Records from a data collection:
## Begin

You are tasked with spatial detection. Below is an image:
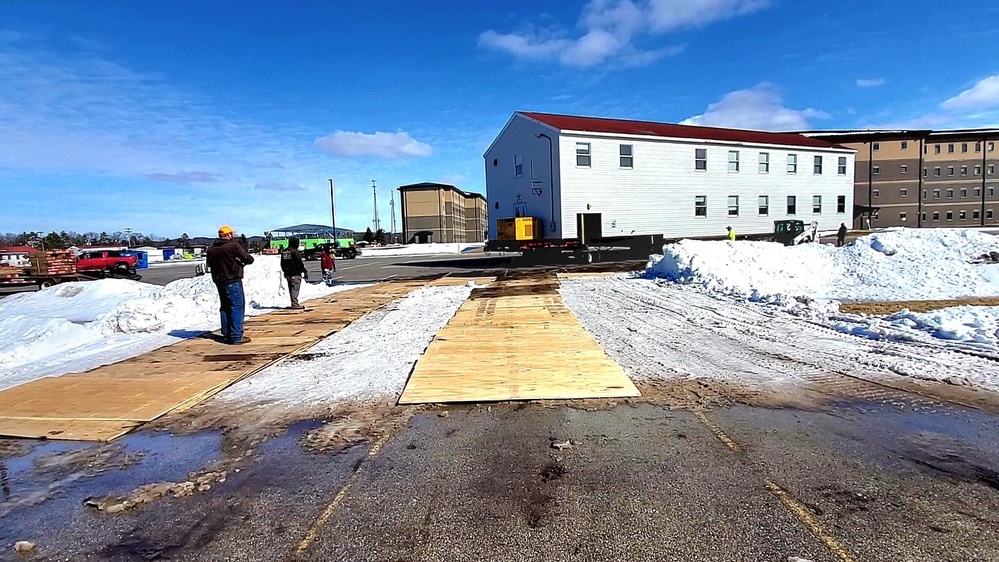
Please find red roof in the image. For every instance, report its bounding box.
[520,111,843,148]
[0,246,38,254]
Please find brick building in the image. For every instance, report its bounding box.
[399,182,489,244]
[804,129,999,229]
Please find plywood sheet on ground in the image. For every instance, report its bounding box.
[399,276,639,404]
[0,282,424,441]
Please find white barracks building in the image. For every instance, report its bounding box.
[484,112,854,239]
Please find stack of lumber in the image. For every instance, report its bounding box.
[0,265,24,279]
[29,250,76,275]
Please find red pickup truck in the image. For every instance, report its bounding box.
[76,250,139,272]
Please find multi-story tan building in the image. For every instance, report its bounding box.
[399,182,489,243]
[806,129,999,229]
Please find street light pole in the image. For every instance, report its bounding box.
[330,178,339,242]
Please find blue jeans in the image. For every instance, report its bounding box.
[218,281,246,343]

## End

**THE REQUEST**
Reproduce verbatim the span of the items above that starts with the line containing "Please find red pickup" and ends with the line containing "[330,178,339,242]", with both of those lines included.

**TASK SOLUTION**
Please find red pickup truck in the image. For every instance, report its bounding box.
[76,250,139,272]
Please find multi-story tan building in the image. For every instance, report its bounding box.
[399,182,489,243]
[806,129,999,229]
Please find street light pole in the image. For every instance, report its bounding box.
[330,178,339,242]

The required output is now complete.